*** Entries supplied
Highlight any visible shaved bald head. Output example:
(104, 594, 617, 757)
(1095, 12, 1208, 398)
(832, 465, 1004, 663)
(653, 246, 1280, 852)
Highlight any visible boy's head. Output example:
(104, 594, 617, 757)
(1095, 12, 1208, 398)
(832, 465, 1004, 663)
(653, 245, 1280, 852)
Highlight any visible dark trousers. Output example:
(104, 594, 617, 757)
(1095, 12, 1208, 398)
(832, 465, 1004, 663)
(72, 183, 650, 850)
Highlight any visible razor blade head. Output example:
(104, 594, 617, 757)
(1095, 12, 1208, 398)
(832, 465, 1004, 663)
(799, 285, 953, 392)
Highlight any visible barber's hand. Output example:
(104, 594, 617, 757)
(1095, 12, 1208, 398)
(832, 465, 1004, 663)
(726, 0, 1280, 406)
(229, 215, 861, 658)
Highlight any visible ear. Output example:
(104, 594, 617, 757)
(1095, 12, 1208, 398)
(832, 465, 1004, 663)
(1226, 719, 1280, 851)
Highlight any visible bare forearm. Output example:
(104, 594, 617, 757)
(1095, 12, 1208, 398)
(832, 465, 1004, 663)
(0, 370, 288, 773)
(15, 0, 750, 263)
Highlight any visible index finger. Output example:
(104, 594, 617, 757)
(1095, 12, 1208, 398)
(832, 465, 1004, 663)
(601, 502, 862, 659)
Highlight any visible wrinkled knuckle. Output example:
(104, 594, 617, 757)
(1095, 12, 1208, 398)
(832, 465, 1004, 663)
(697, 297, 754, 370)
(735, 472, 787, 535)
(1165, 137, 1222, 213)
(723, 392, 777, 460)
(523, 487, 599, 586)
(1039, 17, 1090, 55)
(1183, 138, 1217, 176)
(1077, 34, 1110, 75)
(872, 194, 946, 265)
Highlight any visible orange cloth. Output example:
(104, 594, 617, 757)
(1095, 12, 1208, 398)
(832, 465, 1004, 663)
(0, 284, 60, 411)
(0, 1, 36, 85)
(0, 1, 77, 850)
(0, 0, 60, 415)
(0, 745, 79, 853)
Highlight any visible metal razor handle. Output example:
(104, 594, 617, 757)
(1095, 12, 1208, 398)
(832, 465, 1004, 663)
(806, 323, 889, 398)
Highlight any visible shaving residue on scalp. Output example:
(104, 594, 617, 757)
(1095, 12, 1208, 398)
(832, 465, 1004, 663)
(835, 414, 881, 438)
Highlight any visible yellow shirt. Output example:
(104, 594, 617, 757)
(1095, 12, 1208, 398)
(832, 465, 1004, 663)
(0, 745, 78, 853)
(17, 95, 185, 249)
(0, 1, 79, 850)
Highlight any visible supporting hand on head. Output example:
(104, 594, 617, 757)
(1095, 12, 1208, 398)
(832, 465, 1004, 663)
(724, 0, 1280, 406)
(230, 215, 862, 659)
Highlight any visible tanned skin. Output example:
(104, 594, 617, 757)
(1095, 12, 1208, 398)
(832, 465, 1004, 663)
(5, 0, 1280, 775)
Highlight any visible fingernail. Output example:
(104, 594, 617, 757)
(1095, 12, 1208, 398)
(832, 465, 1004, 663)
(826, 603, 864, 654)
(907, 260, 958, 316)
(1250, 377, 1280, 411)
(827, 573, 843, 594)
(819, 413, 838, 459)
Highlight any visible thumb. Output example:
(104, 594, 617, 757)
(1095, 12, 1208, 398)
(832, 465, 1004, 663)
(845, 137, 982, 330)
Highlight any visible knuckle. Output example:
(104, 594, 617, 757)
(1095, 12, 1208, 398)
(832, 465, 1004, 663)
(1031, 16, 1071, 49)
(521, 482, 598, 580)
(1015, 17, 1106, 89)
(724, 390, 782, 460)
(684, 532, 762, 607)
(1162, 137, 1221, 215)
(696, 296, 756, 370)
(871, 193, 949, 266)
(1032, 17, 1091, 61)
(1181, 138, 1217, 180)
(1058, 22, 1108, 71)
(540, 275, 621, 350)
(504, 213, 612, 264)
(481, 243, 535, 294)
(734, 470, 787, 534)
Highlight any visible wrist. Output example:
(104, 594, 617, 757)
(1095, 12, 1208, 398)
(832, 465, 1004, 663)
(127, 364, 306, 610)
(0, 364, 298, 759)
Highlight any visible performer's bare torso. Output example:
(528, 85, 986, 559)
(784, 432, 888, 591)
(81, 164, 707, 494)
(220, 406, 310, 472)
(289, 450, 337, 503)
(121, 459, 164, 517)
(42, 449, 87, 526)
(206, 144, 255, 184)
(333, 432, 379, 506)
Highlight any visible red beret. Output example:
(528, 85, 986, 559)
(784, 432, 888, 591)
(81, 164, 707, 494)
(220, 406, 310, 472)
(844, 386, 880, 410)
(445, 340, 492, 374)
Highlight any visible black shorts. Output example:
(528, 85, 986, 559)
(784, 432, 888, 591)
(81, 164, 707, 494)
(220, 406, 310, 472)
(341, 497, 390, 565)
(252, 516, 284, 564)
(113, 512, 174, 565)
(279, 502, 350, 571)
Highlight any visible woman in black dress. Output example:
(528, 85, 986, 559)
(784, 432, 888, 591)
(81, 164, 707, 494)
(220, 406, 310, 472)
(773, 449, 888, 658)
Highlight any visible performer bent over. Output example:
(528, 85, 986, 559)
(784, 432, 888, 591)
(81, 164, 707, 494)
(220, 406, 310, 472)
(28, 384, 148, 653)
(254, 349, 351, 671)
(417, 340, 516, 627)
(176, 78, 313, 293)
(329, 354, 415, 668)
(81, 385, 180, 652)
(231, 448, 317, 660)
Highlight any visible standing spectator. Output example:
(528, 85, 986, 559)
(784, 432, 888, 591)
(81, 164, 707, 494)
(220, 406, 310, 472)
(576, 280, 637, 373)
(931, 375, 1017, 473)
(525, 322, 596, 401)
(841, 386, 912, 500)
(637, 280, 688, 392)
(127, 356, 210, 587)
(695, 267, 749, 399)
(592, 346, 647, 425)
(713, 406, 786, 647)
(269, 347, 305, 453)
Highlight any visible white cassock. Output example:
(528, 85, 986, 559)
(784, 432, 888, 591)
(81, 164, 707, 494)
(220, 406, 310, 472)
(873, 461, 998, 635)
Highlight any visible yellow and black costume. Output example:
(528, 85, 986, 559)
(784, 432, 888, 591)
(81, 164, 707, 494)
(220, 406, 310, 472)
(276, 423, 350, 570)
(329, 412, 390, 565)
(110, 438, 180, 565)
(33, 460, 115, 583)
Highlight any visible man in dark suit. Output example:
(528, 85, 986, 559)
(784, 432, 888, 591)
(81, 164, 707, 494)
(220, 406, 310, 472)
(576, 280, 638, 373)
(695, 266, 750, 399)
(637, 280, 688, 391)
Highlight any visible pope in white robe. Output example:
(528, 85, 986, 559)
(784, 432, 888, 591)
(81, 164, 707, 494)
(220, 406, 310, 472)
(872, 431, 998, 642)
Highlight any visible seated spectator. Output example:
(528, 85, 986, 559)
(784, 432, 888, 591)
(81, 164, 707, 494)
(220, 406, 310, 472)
******
Among the records above, find the lines that contain "knuckle" and copy every one.

Answer below:
Highlight any visible wrinkled knuckle. Output example:
Highlight any visible knuckle. Output example:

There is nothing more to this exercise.